[Text provided start]

The face which a Solondz character offers to the world usually gives no indication of the turbulence within. A man who boasts to a woman at dinner that he's "champagne" (he actually uses the word) goes home and kills himself. A husband and father of three turns out to be a child molester. A computer analyst spends nights making sweatily obscene phone- calls. If New Jersey is anything to go by, then Thoreau was right: the mass of men really do lead lives of quiet desperation.

Solondz investigated similar levels of anxiety and alienation in his 1995 feature Welcome to the Dollhouse, a coming-of-age picture which portrayed adolescence as a more or less continual nightmare.

Happiness is a more ambitious ensemble piece, at whose centre is a trio of sisters. Joy Jordan (Jane Adams) is a sensitive 30-year-old struggling with her career and hoping to break through as a Joni Mitchell-type singer- songwriter. In the meantime she teaches at a language school and searches longingly for a boyfriend. Helen (Lara Flynn Boyle) is a vacuously beautiful writer striving to hide her low self-esteem (even though her literary friends include a certain "Salman" who rings from London). Trish (Cynthia Stevenson) is the perky housewife, and the most interesting of the three because she has deluded herself into happiness. Her way of maintaining the illusion is to patronise Joy. "Just because you've hit 30 doesn't mean you can't be fresh any more," she tells her with poisonous solicitude.

[Text provided end]
[Extracted records start]

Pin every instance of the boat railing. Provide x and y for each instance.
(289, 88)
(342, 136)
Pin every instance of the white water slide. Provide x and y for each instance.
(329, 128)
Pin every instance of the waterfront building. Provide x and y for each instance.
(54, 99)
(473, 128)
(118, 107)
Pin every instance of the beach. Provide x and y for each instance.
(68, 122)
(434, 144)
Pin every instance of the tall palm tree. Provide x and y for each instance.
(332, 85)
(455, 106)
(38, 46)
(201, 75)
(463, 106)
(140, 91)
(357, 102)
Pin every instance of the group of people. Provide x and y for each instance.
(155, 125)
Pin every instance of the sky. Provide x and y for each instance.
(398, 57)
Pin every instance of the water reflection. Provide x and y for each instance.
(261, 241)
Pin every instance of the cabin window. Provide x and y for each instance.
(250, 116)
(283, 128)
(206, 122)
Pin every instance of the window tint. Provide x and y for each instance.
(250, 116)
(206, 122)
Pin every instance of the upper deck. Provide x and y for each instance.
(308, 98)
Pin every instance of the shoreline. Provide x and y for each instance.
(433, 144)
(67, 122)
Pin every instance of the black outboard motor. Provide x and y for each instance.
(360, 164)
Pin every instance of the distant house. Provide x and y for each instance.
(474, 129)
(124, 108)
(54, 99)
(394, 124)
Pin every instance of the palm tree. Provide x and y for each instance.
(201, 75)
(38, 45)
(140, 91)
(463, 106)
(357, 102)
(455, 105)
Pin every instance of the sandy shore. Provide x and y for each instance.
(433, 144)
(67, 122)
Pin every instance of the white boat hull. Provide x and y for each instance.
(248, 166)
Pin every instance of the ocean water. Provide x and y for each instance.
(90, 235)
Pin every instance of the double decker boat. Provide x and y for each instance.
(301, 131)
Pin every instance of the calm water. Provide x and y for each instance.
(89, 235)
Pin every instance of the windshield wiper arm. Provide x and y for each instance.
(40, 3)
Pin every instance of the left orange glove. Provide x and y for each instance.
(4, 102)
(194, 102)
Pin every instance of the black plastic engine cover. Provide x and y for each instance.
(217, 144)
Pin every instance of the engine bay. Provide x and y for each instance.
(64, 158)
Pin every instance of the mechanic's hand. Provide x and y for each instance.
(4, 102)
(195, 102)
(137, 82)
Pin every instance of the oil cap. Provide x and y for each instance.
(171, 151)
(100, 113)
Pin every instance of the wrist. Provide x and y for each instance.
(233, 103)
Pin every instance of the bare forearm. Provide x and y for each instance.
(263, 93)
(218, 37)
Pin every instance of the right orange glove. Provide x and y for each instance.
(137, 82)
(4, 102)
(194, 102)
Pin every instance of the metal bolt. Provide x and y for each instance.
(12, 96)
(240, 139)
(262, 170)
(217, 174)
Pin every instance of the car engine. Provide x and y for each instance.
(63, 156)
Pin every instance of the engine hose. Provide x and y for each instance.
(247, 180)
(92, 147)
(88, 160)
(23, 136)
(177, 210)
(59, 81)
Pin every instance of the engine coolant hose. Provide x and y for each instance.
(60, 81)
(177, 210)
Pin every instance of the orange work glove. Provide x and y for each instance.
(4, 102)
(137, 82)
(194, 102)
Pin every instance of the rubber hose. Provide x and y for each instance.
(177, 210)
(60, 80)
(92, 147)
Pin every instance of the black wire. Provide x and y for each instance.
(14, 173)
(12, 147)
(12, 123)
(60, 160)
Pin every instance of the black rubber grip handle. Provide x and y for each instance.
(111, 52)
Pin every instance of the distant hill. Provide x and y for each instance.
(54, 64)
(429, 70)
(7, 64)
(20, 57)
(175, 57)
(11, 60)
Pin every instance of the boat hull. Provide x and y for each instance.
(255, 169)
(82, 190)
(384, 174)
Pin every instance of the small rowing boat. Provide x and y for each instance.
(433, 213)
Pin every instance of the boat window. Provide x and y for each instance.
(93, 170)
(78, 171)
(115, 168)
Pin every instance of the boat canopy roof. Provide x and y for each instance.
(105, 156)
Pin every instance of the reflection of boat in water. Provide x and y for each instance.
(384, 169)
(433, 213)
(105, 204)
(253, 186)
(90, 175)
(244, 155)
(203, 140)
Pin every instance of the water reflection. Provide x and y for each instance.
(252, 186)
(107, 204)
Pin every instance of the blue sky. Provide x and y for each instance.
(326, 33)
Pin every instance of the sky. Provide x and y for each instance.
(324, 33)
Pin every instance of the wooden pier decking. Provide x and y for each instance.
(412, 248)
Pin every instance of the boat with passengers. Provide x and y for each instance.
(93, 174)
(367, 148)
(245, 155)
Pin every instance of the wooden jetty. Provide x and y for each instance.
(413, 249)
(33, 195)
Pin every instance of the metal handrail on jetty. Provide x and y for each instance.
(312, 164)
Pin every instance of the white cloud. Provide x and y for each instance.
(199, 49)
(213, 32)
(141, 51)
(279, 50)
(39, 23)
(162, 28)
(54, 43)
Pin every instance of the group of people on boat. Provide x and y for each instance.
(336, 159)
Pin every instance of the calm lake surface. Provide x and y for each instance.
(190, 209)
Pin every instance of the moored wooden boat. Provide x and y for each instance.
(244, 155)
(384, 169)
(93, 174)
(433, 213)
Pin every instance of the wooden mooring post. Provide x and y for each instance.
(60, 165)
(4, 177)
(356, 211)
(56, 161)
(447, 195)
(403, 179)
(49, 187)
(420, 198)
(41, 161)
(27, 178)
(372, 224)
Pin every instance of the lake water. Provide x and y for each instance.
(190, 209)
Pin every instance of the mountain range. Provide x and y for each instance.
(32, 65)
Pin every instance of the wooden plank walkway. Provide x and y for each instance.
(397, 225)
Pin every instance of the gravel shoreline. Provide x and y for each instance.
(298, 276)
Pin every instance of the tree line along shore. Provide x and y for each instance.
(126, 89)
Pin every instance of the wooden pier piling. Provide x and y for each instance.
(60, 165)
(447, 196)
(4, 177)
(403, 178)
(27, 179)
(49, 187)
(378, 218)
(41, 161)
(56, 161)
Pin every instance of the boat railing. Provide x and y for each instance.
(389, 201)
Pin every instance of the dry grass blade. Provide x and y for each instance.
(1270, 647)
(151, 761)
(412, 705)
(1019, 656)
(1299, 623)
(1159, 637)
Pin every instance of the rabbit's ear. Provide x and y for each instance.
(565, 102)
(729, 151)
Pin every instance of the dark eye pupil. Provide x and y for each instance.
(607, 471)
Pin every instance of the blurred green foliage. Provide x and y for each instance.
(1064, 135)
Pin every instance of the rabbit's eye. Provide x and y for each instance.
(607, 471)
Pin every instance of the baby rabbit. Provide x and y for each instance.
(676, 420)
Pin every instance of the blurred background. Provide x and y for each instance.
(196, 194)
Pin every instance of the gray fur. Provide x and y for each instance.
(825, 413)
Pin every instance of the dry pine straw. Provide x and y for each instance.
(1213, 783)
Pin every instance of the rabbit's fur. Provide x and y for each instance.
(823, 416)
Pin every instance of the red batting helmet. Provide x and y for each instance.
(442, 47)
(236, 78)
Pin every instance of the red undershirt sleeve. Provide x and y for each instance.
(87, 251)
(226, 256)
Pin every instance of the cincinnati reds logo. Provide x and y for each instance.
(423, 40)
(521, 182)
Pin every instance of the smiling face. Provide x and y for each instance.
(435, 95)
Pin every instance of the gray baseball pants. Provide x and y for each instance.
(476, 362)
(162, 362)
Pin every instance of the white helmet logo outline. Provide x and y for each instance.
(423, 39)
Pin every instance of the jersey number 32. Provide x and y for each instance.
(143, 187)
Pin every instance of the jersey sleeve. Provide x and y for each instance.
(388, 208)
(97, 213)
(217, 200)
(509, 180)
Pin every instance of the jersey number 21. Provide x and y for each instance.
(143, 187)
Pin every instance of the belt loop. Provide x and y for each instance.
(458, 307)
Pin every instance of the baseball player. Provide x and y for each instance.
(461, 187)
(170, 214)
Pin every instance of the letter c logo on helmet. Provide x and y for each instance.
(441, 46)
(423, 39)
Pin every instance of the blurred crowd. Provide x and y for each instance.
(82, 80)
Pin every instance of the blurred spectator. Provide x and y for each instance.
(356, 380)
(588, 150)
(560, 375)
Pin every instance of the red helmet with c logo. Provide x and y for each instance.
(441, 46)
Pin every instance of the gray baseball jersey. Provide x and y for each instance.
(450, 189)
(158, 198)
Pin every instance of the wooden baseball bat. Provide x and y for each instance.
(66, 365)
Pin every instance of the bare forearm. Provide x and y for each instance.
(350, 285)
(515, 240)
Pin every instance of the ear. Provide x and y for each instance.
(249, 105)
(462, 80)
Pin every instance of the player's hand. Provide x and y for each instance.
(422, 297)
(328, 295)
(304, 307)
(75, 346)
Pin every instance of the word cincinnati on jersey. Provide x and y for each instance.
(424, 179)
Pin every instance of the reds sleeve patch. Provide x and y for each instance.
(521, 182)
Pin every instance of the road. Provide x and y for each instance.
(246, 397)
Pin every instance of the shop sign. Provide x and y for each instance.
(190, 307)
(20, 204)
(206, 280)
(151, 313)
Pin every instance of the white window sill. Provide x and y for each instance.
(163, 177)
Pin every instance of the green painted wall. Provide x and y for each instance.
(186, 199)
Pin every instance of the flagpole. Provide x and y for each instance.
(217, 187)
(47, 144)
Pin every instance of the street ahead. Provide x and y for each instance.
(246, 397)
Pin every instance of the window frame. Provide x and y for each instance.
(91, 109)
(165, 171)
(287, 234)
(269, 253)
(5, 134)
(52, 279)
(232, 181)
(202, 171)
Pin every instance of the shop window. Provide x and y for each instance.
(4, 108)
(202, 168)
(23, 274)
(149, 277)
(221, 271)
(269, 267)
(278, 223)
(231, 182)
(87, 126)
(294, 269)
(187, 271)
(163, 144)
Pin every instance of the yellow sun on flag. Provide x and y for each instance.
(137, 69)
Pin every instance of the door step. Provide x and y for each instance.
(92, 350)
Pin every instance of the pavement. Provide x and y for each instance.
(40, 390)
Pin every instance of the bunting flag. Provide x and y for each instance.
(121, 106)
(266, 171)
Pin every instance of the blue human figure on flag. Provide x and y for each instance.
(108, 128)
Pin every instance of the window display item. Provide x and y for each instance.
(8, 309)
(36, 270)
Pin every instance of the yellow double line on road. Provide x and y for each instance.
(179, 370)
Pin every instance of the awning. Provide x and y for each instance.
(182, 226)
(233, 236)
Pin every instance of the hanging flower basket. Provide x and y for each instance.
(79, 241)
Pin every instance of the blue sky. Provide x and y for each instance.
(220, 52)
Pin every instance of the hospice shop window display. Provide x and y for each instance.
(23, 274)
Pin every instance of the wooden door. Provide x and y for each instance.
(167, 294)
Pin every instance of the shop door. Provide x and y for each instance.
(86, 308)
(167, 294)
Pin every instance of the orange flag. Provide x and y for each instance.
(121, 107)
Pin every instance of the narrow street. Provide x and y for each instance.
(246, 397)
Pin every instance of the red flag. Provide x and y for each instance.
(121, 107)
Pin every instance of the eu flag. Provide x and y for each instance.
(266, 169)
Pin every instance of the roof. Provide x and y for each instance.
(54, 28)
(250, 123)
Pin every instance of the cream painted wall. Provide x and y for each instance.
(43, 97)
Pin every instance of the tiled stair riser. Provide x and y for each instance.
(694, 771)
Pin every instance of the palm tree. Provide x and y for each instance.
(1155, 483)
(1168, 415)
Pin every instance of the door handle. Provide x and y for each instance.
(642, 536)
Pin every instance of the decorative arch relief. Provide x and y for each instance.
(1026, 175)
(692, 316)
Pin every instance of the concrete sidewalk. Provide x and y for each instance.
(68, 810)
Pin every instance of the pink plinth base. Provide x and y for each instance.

[Extracted records end]

Problem to work on
Decide whether each statement agrees with the passage about the film Happiness, answering yes or no and quoting the exact words of the passage that settle it. 1. Welcome to the Dollhouse came out in 1995. 2. Joy Jordan teaches at a language school. 3. Helen is the most interesting of the three sisters. The lines are not needed here.

Response to the exercise
1. Yes: "his 1995 feature Welcome to the Dollhouse"
2. Yes: "In the meantime she teaches at a language school"
3. No: "Trish (Cynthia Stevenson) is the perky housewife, and the most interesting of the three"